■ TASK
Return the listing below exactly, with the pictures dropped.

━━━━━━━━━━━━━━━━

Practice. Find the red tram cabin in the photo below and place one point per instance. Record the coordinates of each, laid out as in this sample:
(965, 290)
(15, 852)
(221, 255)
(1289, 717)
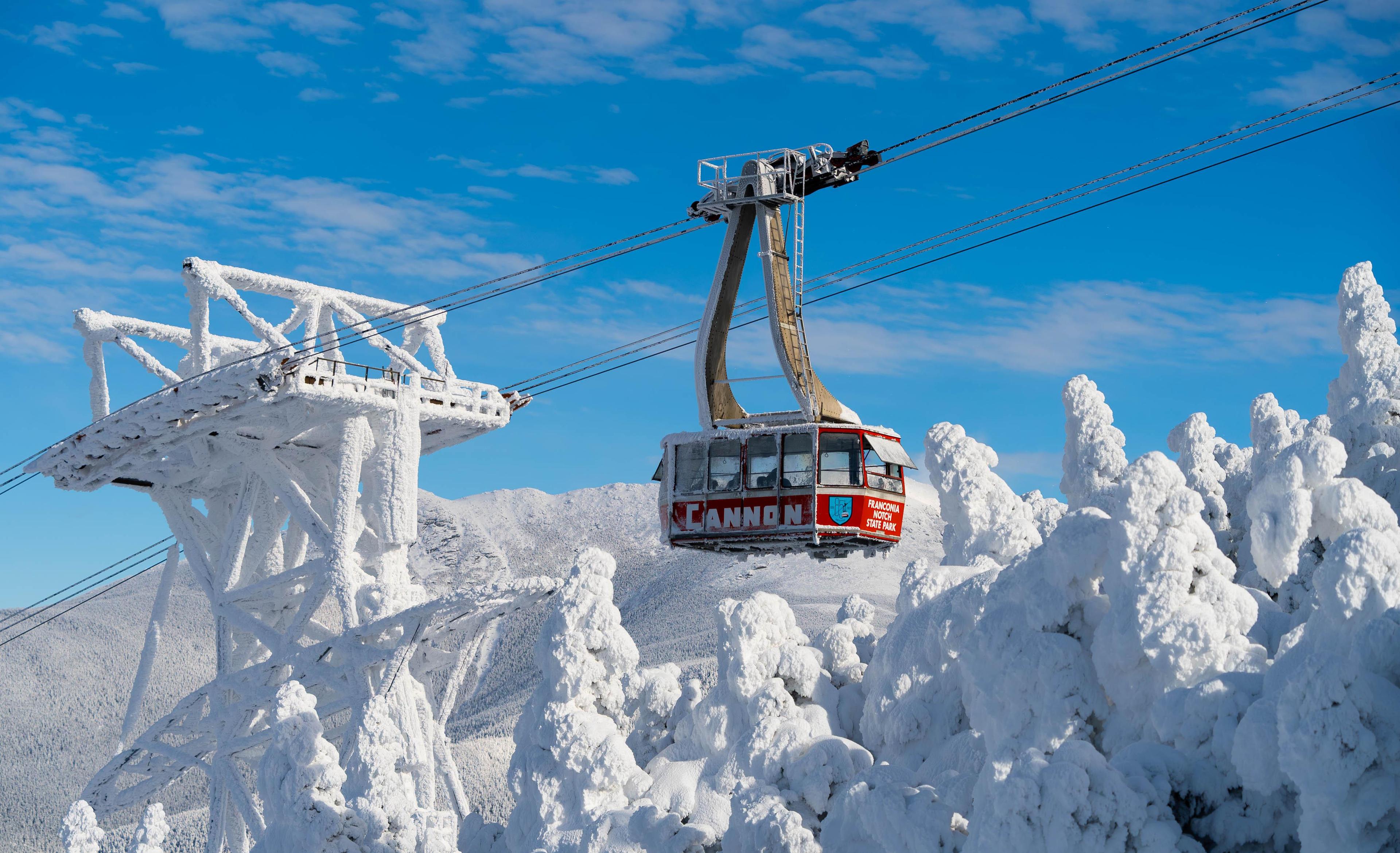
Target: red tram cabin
(811, 488)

━━━━━━━━━━━━━━━━

■ WRITTEN ANSWER
Practice. Find the red tram cabin in the photo below and place one point per instance. Record the coordinates of each, laid out as in this sample:
(965, 290)
(15, 852)
(221, 255)
(1289, 717)
Target: red tram cabin
(811, 488)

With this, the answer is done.